Transcreva, sem mudar nada, um trecho do texto sobre a visita de Francisco a Moçambique: comece nas palavras "No quadro da" e pare depois de "Diplomático.".

# [Texto fornecido]
• • • • • • •
No quadro da sua
viagem apostólica de 4 a 10 de setembro a Moçambique, Madagáscar e Maurícias,
Francisco chegou à tarde do dia 4 a Maputo, em cujo aeroporto decorreu a
cerimónia de boas-vindas, permanecendo na cidade até ao final da manhã do dia
6.
***
Após a visita
de cortesia ao Presidente da República no Palácio da Ponta Vermelha, o
Pontífice encontrou-se com as Autoridades, a Sociedade Civil e o Corpo
Diplomático.
No seu
discurso, sentiu-se feliz por iniciar a viagem apostólica “por este país, tão
abençoado pela sua beleza natural como pela sua grande riqueza cultural que
traz à provada alegria de viver do vosso povo a esperança num futuro melhor” e que
“abre as suas portas para alimentar um renovado futuro de paz e reconciliação”.
Dirigiu “palavras
de proximidade e solidariedade” aos que sentiram as pesadas consequências dos
ciclones Idai e Kenneth, partilhando “a angústia e sofrimento” de quem foi
atingido e “o compromisso da comunidade católica para fazer frente a tão dura
situação” e pedindo “a solicitude de todos os atores civis e sociais que, pondo
a pessoa no centro, sejam capazes de promover a necessária reconstrução”.
Saudou o
esforço de paz e reconciliação desenvolvido sob a égide da comunidade
internacional como “o melhor caminho para enfrentar as dificuldades e desafios”
• • • • • • •
# [Dados extraídos]
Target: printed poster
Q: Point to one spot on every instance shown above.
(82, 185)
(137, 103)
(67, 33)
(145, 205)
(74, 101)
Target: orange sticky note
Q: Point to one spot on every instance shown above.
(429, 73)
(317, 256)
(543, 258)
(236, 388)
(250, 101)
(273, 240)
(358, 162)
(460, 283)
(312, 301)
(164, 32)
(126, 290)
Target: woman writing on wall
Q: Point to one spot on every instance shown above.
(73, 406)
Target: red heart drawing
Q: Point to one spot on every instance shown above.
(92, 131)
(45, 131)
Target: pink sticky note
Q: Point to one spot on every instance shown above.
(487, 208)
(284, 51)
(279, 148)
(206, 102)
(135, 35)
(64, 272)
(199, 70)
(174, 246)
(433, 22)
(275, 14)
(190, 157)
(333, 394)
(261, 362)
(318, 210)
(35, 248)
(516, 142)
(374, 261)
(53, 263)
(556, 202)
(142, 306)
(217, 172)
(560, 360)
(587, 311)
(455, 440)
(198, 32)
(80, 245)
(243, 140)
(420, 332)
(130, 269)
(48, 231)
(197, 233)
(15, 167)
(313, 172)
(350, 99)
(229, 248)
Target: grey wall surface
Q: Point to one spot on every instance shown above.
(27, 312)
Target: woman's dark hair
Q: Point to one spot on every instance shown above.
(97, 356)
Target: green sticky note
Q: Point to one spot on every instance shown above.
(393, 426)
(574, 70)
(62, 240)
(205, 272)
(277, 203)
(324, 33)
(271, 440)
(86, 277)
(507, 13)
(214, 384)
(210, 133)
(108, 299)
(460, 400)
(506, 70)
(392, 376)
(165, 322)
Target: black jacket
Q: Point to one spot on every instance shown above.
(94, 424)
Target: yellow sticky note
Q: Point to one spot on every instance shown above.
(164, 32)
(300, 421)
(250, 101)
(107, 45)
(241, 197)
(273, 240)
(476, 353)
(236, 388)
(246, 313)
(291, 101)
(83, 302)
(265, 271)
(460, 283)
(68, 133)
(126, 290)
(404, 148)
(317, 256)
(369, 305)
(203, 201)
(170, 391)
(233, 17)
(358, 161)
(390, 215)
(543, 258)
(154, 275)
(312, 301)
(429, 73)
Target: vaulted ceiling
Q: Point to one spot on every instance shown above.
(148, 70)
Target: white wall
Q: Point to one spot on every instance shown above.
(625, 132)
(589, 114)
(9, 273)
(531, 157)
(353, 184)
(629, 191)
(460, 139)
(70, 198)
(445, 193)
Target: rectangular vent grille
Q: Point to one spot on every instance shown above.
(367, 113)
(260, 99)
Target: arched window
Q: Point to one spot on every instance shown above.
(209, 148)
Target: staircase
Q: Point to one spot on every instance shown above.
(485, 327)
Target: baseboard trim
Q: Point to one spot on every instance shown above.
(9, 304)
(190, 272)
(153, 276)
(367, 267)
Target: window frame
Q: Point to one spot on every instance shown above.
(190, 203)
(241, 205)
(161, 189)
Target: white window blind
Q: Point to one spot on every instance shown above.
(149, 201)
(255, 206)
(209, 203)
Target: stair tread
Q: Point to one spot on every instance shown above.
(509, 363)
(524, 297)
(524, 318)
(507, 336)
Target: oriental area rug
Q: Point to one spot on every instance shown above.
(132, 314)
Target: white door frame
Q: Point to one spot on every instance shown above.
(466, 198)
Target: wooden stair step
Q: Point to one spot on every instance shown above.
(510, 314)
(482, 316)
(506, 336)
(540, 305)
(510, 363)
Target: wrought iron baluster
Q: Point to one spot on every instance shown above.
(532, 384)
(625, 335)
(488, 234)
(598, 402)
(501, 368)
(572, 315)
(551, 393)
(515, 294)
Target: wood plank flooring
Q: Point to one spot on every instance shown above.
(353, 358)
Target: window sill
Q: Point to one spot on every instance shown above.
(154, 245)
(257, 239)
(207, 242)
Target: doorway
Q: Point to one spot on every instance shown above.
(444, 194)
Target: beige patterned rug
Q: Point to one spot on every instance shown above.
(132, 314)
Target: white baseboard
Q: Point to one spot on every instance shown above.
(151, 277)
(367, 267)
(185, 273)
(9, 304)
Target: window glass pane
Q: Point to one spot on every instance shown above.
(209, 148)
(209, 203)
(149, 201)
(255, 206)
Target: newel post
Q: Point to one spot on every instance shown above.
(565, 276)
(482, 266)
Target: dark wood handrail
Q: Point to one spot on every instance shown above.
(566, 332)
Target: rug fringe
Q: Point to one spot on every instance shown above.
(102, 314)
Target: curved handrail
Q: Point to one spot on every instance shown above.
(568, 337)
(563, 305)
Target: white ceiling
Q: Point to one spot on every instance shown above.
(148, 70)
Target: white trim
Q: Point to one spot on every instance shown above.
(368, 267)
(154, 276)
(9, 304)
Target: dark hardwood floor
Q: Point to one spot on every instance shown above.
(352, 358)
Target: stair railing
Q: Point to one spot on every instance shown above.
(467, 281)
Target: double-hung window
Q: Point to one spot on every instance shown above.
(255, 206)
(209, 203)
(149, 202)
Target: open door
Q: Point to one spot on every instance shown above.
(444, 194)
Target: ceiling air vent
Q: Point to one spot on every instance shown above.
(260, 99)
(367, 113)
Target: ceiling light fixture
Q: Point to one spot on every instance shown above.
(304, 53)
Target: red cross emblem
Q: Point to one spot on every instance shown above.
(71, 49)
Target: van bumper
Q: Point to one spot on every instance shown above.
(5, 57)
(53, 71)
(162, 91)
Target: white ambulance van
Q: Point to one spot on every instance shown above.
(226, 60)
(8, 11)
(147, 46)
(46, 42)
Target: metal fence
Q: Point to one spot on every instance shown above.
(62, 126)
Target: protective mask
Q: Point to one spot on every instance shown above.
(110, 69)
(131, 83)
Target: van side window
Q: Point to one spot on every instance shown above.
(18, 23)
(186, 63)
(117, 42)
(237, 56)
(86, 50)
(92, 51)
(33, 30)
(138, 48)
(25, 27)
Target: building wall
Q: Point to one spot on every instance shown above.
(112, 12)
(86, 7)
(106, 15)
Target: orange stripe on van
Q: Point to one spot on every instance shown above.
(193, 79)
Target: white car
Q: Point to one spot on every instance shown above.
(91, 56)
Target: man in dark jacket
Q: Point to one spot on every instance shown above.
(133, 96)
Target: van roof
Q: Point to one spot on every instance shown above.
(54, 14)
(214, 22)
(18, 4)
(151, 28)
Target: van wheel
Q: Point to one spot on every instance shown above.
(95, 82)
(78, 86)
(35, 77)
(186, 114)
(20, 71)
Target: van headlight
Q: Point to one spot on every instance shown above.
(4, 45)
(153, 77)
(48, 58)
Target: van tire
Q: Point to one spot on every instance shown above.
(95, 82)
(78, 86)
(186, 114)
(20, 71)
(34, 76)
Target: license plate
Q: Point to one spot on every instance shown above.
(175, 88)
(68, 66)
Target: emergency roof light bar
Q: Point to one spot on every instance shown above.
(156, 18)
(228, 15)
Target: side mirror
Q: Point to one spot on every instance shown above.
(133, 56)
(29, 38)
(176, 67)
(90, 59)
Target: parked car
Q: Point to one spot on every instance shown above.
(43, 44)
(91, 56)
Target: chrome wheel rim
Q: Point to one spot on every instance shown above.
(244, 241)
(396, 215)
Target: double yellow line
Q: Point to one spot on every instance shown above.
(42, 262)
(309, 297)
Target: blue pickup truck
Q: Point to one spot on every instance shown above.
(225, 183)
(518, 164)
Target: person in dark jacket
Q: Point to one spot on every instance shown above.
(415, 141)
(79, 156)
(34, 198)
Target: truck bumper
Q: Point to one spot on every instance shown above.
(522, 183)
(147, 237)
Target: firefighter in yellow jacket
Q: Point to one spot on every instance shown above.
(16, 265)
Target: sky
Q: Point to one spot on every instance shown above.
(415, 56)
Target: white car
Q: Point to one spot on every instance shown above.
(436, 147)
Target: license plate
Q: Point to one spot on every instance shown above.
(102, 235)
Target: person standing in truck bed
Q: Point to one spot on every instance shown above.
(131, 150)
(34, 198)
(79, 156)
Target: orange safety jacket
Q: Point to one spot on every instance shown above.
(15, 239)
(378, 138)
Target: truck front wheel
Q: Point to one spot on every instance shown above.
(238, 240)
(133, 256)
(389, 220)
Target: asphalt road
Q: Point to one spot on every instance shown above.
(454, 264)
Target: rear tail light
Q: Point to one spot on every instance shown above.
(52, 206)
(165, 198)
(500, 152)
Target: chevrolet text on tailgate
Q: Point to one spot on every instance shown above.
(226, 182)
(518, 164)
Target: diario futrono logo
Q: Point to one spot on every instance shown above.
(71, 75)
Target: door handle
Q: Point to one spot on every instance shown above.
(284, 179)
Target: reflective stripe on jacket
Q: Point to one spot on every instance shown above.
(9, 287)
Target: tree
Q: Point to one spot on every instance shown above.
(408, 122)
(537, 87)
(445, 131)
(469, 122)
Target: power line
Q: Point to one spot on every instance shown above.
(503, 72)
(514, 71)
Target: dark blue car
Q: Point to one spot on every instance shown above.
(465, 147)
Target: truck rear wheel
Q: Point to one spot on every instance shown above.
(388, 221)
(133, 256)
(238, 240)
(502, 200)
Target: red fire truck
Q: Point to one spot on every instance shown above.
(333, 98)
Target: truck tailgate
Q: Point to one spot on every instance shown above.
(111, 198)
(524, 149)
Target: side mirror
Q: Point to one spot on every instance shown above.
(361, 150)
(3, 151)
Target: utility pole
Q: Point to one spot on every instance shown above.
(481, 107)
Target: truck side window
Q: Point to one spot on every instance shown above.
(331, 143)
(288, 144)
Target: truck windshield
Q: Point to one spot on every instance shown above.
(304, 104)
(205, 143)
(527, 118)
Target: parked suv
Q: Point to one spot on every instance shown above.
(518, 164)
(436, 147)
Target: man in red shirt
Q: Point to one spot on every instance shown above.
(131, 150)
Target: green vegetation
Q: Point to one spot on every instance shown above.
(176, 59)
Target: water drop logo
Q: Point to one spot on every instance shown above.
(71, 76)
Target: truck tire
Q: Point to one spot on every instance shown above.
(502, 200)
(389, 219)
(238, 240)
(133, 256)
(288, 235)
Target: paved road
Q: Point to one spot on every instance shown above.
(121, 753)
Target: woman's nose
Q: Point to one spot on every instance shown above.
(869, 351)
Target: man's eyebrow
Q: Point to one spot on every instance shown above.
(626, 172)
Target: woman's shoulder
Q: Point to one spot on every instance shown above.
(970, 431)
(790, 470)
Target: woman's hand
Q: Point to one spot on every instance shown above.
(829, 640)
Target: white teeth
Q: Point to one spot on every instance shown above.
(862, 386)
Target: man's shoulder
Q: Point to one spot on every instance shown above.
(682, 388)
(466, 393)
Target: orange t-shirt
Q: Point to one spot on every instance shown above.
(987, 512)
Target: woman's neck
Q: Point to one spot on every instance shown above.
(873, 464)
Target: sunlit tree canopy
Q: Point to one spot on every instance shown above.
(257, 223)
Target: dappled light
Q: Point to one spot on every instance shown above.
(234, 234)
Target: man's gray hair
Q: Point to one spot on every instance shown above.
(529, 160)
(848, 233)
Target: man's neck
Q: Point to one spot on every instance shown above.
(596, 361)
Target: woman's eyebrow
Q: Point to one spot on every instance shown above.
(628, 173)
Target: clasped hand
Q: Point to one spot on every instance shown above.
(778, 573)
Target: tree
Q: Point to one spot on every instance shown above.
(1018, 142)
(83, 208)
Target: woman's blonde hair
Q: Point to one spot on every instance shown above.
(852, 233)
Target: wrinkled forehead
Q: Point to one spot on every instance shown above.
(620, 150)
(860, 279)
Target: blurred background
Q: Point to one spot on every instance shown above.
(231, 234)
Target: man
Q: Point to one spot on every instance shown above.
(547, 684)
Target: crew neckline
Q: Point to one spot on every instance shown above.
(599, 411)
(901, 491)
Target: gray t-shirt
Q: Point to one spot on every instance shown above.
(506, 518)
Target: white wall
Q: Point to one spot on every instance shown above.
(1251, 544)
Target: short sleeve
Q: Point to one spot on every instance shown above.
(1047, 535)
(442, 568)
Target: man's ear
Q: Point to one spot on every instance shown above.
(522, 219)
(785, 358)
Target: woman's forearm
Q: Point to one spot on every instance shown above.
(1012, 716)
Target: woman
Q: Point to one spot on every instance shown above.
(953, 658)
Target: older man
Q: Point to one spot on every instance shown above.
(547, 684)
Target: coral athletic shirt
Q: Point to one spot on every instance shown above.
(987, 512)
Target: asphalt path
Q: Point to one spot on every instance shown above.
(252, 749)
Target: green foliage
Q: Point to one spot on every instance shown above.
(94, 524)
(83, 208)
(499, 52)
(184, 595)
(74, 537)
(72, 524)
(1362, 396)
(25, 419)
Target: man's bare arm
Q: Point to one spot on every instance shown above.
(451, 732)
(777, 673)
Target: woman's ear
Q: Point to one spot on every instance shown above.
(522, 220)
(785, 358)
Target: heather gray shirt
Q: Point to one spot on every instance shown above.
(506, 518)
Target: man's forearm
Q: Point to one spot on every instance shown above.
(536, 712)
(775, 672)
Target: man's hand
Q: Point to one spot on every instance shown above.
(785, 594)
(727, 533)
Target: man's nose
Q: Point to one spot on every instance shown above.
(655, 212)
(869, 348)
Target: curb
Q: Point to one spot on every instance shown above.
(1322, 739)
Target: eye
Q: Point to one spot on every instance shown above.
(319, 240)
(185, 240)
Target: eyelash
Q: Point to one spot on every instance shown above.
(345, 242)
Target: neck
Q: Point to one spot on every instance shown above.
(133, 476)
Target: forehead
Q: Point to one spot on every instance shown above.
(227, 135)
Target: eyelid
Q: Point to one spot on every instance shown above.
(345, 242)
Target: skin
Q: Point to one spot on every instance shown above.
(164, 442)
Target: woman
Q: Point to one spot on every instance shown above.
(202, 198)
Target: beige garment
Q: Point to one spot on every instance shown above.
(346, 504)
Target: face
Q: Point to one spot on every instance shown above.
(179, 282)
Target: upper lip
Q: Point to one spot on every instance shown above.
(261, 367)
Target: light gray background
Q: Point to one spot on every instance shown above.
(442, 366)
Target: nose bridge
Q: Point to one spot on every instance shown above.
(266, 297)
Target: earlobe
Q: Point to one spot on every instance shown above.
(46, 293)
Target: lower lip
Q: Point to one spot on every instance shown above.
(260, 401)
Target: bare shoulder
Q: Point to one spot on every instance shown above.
• • • • • • •
# [Resposta completa]
No quadro da sua
viagem apostólica de 4 a 10 de setembro a Moçambique, Madagáscar e Maurícias,
Francisco chegou à tarde do dia 4 a Maputo, em cujo aeroporto decorreu a
cerimónia de boas-vindas, permanecendo na cidade até ao final da manhã do dia
6.
***
Após a visita
de cortesia ao Presidente da República no Palácio da Ponta Vermelha, o
Pontífice encontrou-se com as Autoridades, a Sociedade Civil e o Corpo
Diplomático.